__PASSAGE FOR REVIEW__:
□ □ □ □ □
Telematics technology has shifted toward more utilization of smart phones on some OEM telematics strategies. GM launched OnStar FMV (For my vehicle) in 2011. Not designed specifically for GM vehicles, it was an aftermarket kit that consisted of a replacement rear view mirror (12-volt powered) and three iconic OnStar buttons. Having the ability to (Bluetooth) pair with your cell phone (the FMV mirror had a built speaker and mic).
FMV performed many of the same (subscription based) features the true OEM OnStar did, minus vehicle electronics interactivity. It was discontinued in 2014. GM currently has OnStar Guardian, which is based on your smart phone’s connection with the world and not the vehicle.
Exit old-school 2G telematics!
In December of 2022, cellular providers began eliminating their legacy 2G network coverage to focus on 4G and 5G. A few 2015 model year GM vehicles and all 2014 and previous models with GM OnStar became obsolete due to reliance on the older network.
Proceeding with diagnostics
Once you’ve got your answers to “who, what, when, where and how” questions regarding the telematics complaint in your bay and the vehicle is not working as designed, complete a thorough search of TSBs and tech tips within published service information.
Software fixes
The fix for various OEM telematics system quirks is sometimes as simple as a software update. For example, Mitsubishi’s Connect (OEM telematics) on their 2018 Eclipse Cross can lose certain functions if your customer crosses an international border (i.e., Mexico or Canada) and comes back to the United States. The fix was easy if you follow TSB−18−54−001.
□ □ □ □ □
__MATERIAL PROVIDED__:
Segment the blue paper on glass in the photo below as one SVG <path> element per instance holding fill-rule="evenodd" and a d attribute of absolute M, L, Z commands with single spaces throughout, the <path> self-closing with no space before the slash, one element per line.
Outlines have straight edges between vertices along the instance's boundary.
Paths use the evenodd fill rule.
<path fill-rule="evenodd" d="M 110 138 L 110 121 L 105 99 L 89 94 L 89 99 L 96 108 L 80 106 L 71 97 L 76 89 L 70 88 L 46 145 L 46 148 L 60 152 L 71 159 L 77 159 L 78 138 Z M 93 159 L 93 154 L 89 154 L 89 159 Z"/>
□ □ □ □ □
__ABOUT THIS EXERCISE__:
Reproduce the telematics passage word for word, starting at the words "Proceeding with diagnostics" and stopping after "published service information.". The data has no connection to the telematics passage.

__RESPONSE TO THE TASK__:
Proceeding with diagnostics
Once you’ve got your answers to “who, what, when, where and how” questions regarding the telematics complaint in your bay and the vehicle is not working as designed, complete a thorough search of TSBs and tech tips within published service information.